▶ Problem to work on: Once you find the line that contains "Query: wooden post", transcribe it and each line after it through the end of the listing, exactly as written.

▶ Provided information:
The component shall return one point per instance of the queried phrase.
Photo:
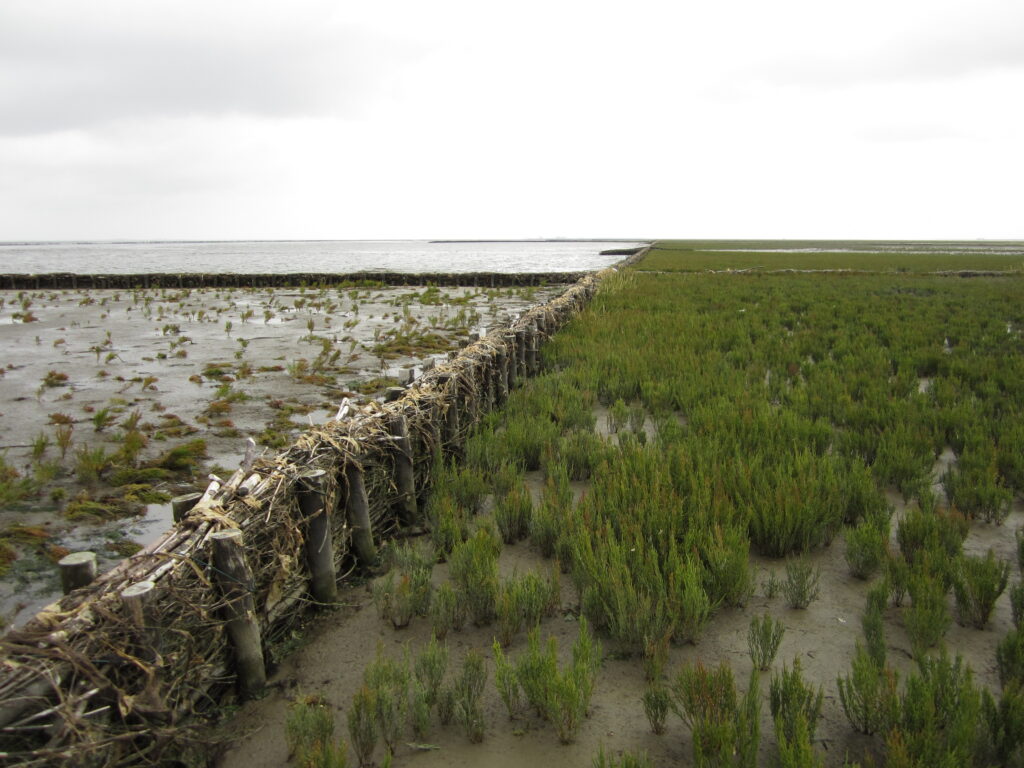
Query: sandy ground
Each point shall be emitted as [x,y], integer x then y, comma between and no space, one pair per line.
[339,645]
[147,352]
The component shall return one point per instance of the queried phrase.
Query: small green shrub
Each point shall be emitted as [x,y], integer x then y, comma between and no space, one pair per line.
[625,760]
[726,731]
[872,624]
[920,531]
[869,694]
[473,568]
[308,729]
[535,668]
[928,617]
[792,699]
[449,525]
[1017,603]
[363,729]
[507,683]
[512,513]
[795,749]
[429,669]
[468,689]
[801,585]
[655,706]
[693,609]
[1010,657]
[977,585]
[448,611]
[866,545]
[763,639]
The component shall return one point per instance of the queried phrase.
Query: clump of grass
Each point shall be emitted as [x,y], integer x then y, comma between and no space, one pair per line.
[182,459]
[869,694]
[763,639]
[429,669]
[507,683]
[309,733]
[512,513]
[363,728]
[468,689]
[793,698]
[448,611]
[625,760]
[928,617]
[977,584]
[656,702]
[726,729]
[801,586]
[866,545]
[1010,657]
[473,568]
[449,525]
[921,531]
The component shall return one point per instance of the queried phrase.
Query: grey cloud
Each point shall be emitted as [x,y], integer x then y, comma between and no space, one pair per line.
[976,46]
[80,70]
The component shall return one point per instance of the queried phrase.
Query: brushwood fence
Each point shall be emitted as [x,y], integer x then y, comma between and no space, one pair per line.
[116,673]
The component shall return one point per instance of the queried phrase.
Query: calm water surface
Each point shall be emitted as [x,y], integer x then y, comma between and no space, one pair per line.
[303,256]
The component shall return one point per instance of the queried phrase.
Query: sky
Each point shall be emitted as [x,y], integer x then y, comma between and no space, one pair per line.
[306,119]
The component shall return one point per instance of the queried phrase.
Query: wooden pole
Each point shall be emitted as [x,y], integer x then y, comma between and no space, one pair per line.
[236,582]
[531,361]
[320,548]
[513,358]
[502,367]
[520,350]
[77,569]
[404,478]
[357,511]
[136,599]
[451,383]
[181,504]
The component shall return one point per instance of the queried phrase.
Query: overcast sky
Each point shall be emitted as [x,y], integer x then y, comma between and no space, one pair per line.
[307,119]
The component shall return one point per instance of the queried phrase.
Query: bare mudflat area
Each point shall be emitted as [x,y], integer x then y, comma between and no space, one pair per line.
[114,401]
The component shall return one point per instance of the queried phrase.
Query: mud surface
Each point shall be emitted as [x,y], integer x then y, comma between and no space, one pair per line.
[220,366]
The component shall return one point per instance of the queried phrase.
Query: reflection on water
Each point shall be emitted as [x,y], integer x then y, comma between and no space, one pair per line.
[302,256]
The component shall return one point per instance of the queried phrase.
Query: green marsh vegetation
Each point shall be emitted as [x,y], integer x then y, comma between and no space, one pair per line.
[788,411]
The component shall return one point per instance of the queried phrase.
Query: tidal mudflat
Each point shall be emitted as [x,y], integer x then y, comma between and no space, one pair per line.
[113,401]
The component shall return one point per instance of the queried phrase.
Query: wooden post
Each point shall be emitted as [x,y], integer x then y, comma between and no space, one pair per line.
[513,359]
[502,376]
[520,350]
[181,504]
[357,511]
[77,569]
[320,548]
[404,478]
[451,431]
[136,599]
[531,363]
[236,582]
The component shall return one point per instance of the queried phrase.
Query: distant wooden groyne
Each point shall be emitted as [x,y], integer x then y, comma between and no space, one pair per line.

▶ Exercise output:
Query: wooden post
Each point shall be emitted as [x,y], integer x then y, comma between and no space, one pair per line.
[513,359]
[502,376]
[520,350]
[181,504]
[357,511]
[77,569]
[320,548]
[404,478]
[451,431]
[136,599]
[531,363]
[236,582]
The component shall return one point per instance of the queried phrase.
Query: distant wooden groyne
Each point shall be emitted as [x,y], integer x then y, comma between and no space, one pair per line.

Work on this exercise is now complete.